Problem description:
The required result is an exact copy of every line from the one with "Mark every instance of the green" through the last line below, with the pictures left out.
*** Extracted entries Section Begins ***
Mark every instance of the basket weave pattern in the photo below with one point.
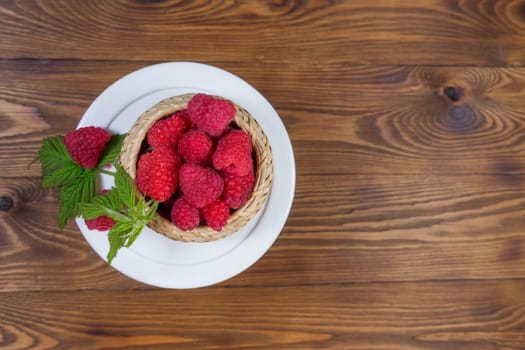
(263, 166)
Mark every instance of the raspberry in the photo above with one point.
(166, 132)
(234, 153)
(211, 114)
(196, 147)
(85, 145)
(102, 223)
(158, 173)
(185, 216)
(200, 185)
(238, 189)
(216, 215)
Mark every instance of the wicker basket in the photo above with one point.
(263, 169)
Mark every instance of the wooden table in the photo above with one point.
(407, 121)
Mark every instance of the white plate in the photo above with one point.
(154, 259)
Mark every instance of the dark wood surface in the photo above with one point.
(407, 120)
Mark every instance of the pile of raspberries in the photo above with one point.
(198, 164)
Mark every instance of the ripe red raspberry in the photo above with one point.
(196, 147)
(166, 132)
(158, 173)
(234, 153)
(238, 189)
(85, 145)
(102, 223)
(200, 185)
(184, 215)
(216, 215)
(211, 114)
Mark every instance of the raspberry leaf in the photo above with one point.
(54, 157)
(111, 150)
(117, 238)
(126, 187)
(130, 212)
(62, 176)
(71, 194)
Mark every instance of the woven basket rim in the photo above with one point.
(132, 145)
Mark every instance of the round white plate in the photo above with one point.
(154, 259)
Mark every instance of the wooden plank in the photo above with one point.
(433, 316)
(341, 119)
(390, 32)
(342, 229)
(38, 255)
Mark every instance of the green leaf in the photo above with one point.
(110, 199)
(117, 238)
(111, 150)
(135, 233)
(126, 187)
(61, 176)
(54, 158)
(71, 194)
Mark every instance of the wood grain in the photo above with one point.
(342, 229)
(383, 119)
(36, 255)
(407, 124)
(360, 316)
(451, 32)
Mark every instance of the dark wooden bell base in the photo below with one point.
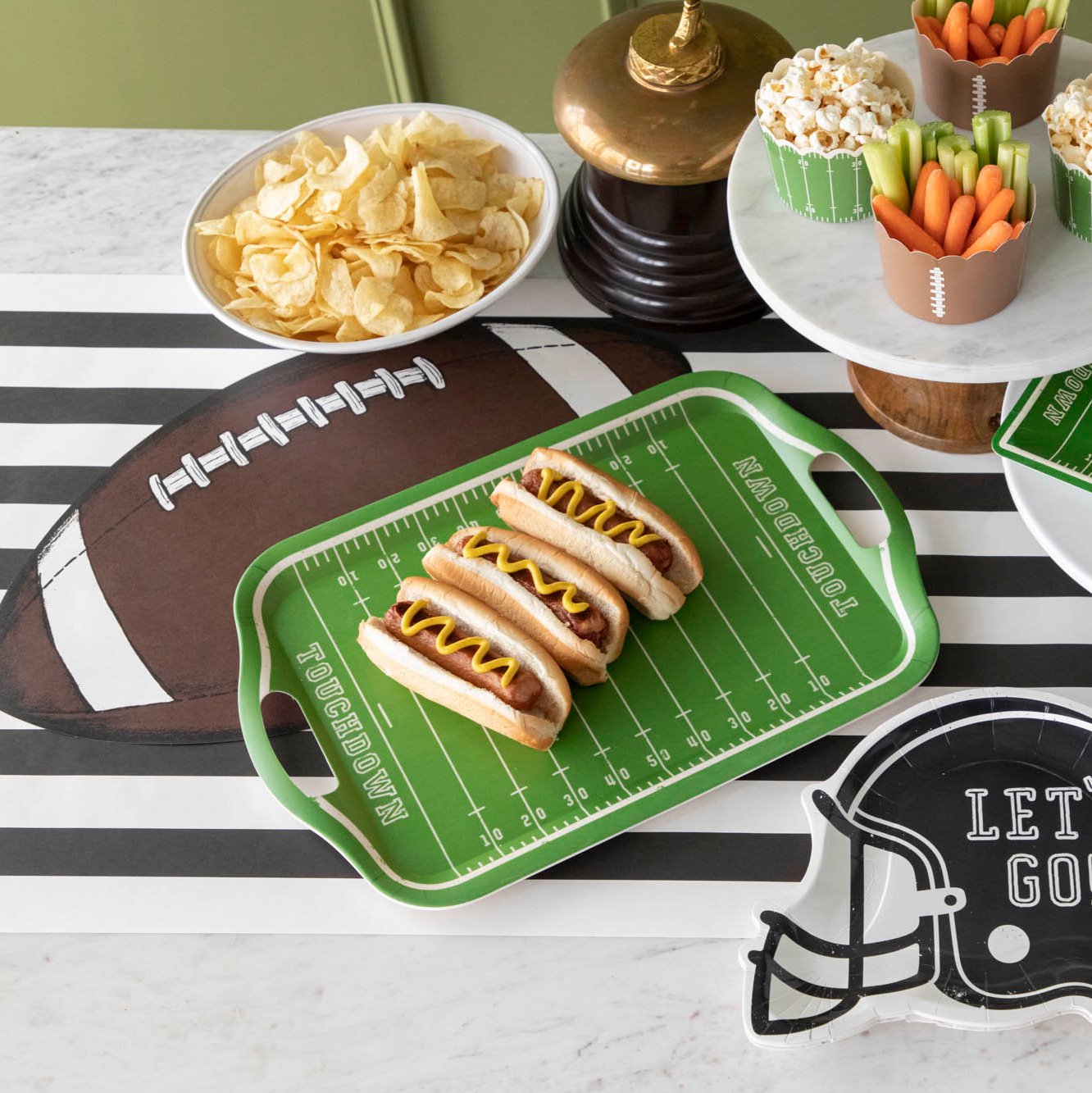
*** Extracted entries Section Ends ***
Output of the task:
Mark every instance of the green leaf in the photo above with one point.
(110, 199)
(117, 238)
(111, 150)
(135, 233)
(126, 187)
(61, 176)
(54, 158)
(71, 194)
Mark every instance of the wood grain in the photo above with one point.
(342, 229)
(383, 119)
(36, 255)
(407, 124)
(360, 316)
(451, 32)
Mark every instance of the dark wooden bell base in the photo below with one point.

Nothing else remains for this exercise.